DESCRIPTION OF THE TASK: Could you render the rows below as a two-column CSV with the headers "prompt" and "response", one line per row, putting each row's full text in the first quoted field and its answer in the second, with line breaks turned into spaces? Cover every row and leave the pictures out.
######
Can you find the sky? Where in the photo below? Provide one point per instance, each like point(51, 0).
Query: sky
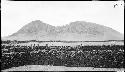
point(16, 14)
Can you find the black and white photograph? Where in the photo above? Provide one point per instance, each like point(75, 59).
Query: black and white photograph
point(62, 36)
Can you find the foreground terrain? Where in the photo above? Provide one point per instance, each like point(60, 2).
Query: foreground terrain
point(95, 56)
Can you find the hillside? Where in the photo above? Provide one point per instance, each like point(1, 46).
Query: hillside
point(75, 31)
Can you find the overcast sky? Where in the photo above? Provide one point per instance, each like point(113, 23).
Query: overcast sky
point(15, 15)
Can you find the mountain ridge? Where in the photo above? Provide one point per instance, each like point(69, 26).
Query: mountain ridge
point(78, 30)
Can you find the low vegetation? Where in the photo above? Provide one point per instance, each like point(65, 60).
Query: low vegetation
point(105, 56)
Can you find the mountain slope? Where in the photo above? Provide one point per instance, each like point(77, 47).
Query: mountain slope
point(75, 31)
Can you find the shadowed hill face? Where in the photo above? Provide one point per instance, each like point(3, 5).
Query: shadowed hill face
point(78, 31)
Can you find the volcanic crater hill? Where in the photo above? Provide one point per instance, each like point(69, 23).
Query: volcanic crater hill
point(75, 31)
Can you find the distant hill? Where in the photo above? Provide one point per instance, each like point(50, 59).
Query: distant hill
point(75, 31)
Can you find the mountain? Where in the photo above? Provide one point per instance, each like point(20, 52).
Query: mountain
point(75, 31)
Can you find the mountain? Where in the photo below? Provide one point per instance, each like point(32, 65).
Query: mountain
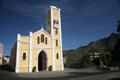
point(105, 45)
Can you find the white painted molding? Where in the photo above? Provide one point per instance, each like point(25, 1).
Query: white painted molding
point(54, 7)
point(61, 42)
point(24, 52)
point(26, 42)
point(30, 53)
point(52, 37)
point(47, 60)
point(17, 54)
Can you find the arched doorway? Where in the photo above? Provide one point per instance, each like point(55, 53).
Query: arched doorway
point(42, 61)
######
FULL RESPONSE:
prompt,response
"Can you find the sky? Where in the photo below? Provide one point per instance, each like point(51, 0). Query: sky","point(16, 14)"
"Can you find the black and white photograph? Where in the photo above? Provide one point per instance, each like point(75, 59). Query: black and white photograph","point(62, 36)"
"Can you find the foreground terrain? Where in the photo above? Provide one point per instance, each like point(60, 2). Query: foreground terrain","point(95, 56)"
"Can you find the hillside? Where in the photo above? Provide one point per instance, each like point(1, 46). Query: hillside","point(75, 31)"
"Can you find the overcast sky? Where in the photo above? Provide one point per instance, each like point(113, 23). Query: overcast sky","point(15, 15)"
"Can you find the mountain ridge? Where in the photo above? Provide one point per instance, each like point(69, 26). Query: mountain ridge","point(78, 30)"
"Can you find the low vegetation? Where in the photo above? Provide one point per instance, each like point(65, 60). Query: low vegetation","point(105, 56)"
"Can you find the mountain slope? Where in the photo above? Provide one point per instance, each like point(77, 47). Query: mountain slope","point(75, 31)"
"Can you find the shadowed hill face? Where in the photo above? Provide one point per instance, each like point(3, 5). Query: shadowed hill face","point(78, 31)"
"Can you find the volcanic crater hill? Where in the photo above? Provide one point per instance, each like point(69, 23). Query: volcanic crater hill","point(75, 31)"
"Can you find the distant hill? Where in the photo above? Provide one point per instance, each like point(50, 59). Query: distant hill","point(75, 31)"
"Can you find the mountain? Where in the photo above? Provide one point per instance, each like point(20, 52). Query: mountain","point(75, 31)"
"Can you find the mountain? Where in the photo below? Provide one point per instance, each like point(32, 65). Query: mountain","point(105, 45)"
"Can you find the white painted molding? Where in the photo above? Provide one point per instance, each like point(25, 1). Query: white painted molding","point(54, 7) point(61, 42) point(24, 52) point(26, 42) point(30, 53) point(52, 37) point(47, 60) point(17, 54)"
"Can you find the arched doorway? Where in the photo above? Provide one point per instance, each like point(55, 53). Query: arched doorway","point(42, 61)"